**EXTRACT**
When I sat back down, I was a mess of emotions. I remember asking God if He could please let me experience more of this Father’s Love which I had so completely been devoid of for so long. In my journal, I just wrote “He is Father. Being your Father means that He welcomes you with open arms. He welcomes you WITH OPEN ARMS”. I think at that point my prayer was that my arms would be just as open to receive that love. Little did I know the deeply radical way God would show this love to me again.

On Day 6, there was a paraliturgy about forgiveness based on the Hemorrhaging Woman. Fr. Brian brought the Blessed Sacrament to each participant and each participant would read out the people they wished to forgive, touching his humeral veil just as the woman touched Jesus’ cloak. The service team were just told to relax and to support them in prayer. However, one of my participants, who was one of the first to be ministered to, got deeply emotional after Father passed him by. Knowing from our conversations that he struggled with forgiveness, I felt so much for his pain. At that moment my one intention was to go over and to comfort him in his brokenness, but at that point, I was helping out the other participants.

A few minutes later, however, he asked me to come to him, asking if I could get him a lozenge as his throat was a bit dry. This began a long night of running back and forth from the hall to the office, first getting him some medication before eventually escorting him back to his bunk to rest (he was feverish that night) and taking his temperature. He told me I could go back, that he’d try to sleep it off. I told him I would check on him later. When he settled down I returned to the hall and sat down. In my mind, however, all I could think of was this one participant, whether he would be okay, whether there was anything else I could give him to make his rest more comfortable, whether I should shift him to another room and, of course, whether he would be missing out on the rest of the night. Above all, I felt an intense desire to leave the room and stay beside him. It should be noted that I’m usually not like this, that usually showing hospitality in that way is not my kind of forte. If someone was sick, they were sick. Too bad. As I once joked with a brother, I’m more a professor than a pastor. I’m more comfortable with theology and the intellectual pursuit of the Faith. That night, however, my mind was solely focused on the welfare of one.

As I was wrestling with these thoughts, wondering what to do about them, the monstrance passed me again and in that one moment I felt the Lord speak to me so clearly, “Joseph, everything you’ve experienced tonight, the pain and the compassion you felt for this one soul, the acts you did to make sure he could rest, the desire to run after one sheep at the expense of ministering to the other 99, THAT is what the Father’s Love looks like”.

That one truth left me, for lack of a better term, shook. All this time, I had been looking for the Father’s Love in other people, trying but failing to obtain the love I needed. Yet that night Jesus showed me that the way to experience the Father’s Love, to get to know the Father’s Heart, was to give that same love, imperfect as it may be, to another, to pour out my heart in loving someone. To not only receive with open hands, but to give freely of myself with open hands.

About me: Hello, I’m Joseph, a member of Ubi Caritas, the Catholic Community of Yale-NUS. Though I like to participate in long-distance runs, the only race that matters for me is the one “… to receive an imperishable crown” (1 Corinthians 9:25).

**EXERCISE TASKS**
a. Reproduce the stretch of the retreat reflection from "On Day 6, there" through "the other participants." without changing a word.
b. In one to three sentences, explain why the narrator of the retreat reflection felt so much for the pain of the participant who grew emotional after Father passed him by.
c. Answer these questions from the retreat reflection, one answer a line:
(i) On which day was the paraliturgy about forgiveness held?
(ii) What did the participant first ask the narrator to get him?
(iii) Of which community is Joseph a member?
The listing that comes after the retreat reflection has nothing to do with this work.

**DATASET ENTRIES**
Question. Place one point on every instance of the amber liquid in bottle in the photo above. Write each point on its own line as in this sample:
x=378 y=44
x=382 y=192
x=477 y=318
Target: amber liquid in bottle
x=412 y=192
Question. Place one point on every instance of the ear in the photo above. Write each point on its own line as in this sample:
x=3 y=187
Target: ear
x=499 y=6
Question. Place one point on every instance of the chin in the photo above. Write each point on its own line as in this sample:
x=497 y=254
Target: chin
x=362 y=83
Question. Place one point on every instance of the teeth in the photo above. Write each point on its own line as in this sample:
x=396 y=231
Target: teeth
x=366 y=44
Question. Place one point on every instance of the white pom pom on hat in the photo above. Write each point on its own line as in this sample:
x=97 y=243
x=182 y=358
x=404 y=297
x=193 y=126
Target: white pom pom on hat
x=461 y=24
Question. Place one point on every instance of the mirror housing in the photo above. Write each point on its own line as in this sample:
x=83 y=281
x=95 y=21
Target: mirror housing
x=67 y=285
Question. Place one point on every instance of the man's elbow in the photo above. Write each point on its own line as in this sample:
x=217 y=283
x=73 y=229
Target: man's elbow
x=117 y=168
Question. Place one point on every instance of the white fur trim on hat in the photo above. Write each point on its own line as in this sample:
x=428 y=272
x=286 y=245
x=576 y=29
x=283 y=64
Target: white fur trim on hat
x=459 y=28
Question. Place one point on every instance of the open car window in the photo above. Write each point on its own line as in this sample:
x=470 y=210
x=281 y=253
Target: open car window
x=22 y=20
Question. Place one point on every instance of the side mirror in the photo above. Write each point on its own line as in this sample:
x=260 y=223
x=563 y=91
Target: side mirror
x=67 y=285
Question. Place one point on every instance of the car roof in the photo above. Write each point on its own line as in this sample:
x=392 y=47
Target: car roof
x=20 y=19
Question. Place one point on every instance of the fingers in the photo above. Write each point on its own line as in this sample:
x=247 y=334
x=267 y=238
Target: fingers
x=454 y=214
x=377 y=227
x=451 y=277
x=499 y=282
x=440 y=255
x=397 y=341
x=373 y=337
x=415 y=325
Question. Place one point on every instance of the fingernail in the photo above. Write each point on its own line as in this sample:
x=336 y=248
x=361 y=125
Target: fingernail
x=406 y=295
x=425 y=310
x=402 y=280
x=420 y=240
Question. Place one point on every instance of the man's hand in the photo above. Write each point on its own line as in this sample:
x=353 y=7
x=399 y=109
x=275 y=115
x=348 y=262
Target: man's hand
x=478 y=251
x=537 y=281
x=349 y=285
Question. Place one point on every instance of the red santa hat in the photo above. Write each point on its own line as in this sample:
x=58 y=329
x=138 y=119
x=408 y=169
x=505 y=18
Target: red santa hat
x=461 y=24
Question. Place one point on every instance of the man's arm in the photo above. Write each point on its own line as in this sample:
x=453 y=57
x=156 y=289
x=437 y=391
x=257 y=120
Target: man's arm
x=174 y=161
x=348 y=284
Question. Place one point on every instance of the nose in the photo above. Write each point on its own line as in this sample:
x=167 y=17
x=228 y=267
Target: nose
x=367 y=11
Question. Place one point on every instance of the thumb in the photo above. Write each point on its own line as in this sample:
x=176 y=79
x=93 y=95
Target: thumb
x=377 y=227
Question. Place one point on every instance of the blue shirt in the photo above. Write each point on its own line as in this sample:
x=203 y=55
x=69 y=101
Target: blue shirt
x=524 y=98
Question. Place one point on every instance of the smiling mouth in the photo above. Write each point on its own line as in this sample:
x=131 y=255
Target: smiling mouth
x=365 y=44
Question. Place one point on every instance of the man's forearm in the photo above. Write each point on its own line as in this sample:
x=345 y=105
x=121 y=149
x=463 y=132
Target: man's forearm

**RESULTS FOR EACH TASK**
a.
On Day 6, there was a paraliturgy about forgiveness based on the Hemorrhaging Woman. Fr. Brian brought the Blessed Sacrament to each participant and each participant would read out the people they wished to forgive, touching his humeral veil just as the woman touched Jesus’ cloak. The service team were just told to relax and to support them in prayer. However, one of my participants, who was one of the first to be ministered to, got deeply emotional after Father passed him by. Knowing from our conversations that he struggled with forgiveness, I felt so much for his pain. At that moment my one intention was to go over and to comfort him in his brokenness, but at that point, I was helping out the other participants.

b. The narrator knew from their conversations that this participant struggled with forgiveness. That knowledge made his distress during the forgiveness paraliturgy strike the narrator deeply.

c.
(i) Day 6.
(ii) A lozenge.
(iii) Ubi Caritas, the Catholic Community of Yale-NUS.